TASK TO COMPLETE – Render every line of the listing below as a numbered list, leaving out the blank lines.

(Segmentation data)

* START *

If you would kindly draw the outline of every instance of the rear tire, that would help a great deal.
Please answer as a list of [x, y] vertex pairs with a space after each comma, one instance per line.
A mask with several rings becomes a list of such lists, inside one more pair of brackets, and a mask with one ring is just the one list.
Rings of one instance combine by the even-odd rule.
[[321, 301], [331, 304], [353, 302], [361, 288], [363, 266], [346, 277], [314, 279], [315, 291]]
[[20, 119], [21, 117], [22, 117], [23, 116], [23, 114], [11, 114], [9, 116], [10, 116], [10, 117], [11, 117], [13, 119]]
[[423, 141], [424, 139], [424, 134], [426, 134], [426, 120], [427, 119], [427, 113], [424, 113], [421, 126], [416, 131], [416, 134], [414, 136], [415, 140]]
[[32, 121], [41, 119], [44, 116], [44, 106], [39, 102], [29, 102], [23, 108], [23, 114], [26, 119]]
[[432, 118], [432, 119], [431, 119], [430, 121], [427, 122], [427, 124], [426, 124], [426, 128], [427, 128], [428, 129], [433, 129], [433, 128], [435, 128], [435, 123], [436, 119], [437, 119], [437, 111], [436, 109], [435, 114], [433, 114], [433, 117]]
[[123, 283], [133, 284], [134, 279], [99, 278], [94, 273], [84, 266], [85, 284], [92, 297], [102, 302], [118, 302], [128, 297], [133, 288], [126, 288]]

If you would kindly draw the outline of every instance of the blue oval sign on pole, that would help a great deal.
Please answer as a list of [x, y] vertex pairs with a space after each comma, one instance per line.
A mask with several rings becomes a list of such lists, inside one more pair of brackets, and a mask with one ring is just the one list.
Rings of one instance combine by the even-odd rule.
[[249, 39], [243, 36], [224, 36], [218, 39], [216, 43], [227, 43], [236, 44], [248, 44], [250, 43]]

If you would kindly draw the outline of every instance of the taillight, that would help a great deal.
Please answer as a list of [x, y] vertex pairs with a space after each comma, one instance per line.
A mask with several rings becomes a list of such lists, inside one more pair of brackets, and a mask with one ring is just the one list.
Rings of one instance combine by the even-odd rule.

* END *

CORRECT RESULT –
1. If you would kindly draw the outline of every instance of the rear tire, that would help a great deal.
2. Please answer as a list of [x, y] vertex pairs with a space after each comma, one instance per line.
3. A mask with several rings becomes a list of such lists, inside one more pair of brackets, and a mask with one ring is just the one list.
4. Rings of one instance combine by the even-odd rule.
5. [[321, 301], [331, 304], [353, 302], [361, 288], [363, 266], [346, 277], [314, 279], [315, 291]]
6. [[20, 119], [21, 117], [22, 117], [23, 116], [23, 114], [11, 114], [9, 116], [10, 116], [10, 117], [11, 117], [13, 119]]
7. [[423, 141], [424, 139], [424, 134], [426, 134], [426, 120], [427, 119], [427, 113], [424, 113], [421, 126], [416, 131], [416, 134], [414, 136], [415, 140]]
8. [[32, 121], [41, 119], [44, 116], [44, 106], [39, 102], [29, 102], [23, 108], [23, 114], [26, 119]]
9. [[432, 118], [432, 119], [431, 119], [430, 121], [427, 122], [427, 124], [426, 124], [426, 128], [427, 128], [428, 129], [433, 129], [433, 128], [435, 128], [435, 123], [436, 119], [437, 119], [437, 111], [436, 109], [435, 114], [433, 114], [433, 117]]
10. [[123, 283], [133, 284], [134, 279], [99, 278], [94, 273], [84, 266], [85, 284], [92, 297], [102, 302], [118, 302], [128, 297], [133, 288], [126, 288]]
11. If you would kindly draw the outline of every instance of the blue oval sign on pole, that would help a great deal.
12. Please answer as a list of [x, y] vertex pairs with a space after each comma, one instance per line.
13. A mask with several rings becomes a list of such lists, inside one more pair of brackets, and a mask with one ring is just the one list.
14. Rings of one instance combine by the even-odd rule.
15. [[249, 39], [243, 36], [224, 36], [218, 39], [216, 43], [227, 43], [236, 44], [248, 44], [250, 43]]
16. If you would kindly draw the outline of every instance of the taillight, that would help a great deal.
17. Please answer as a list of [x, y] vertex pairs with a space after each comma, one instance per line.
18. A mask with several rings becomes a list of such lists, inside one more pair of brackets, and a mask with one ring is just the one list.
19. Rings of one instance combine by the even-odd rule.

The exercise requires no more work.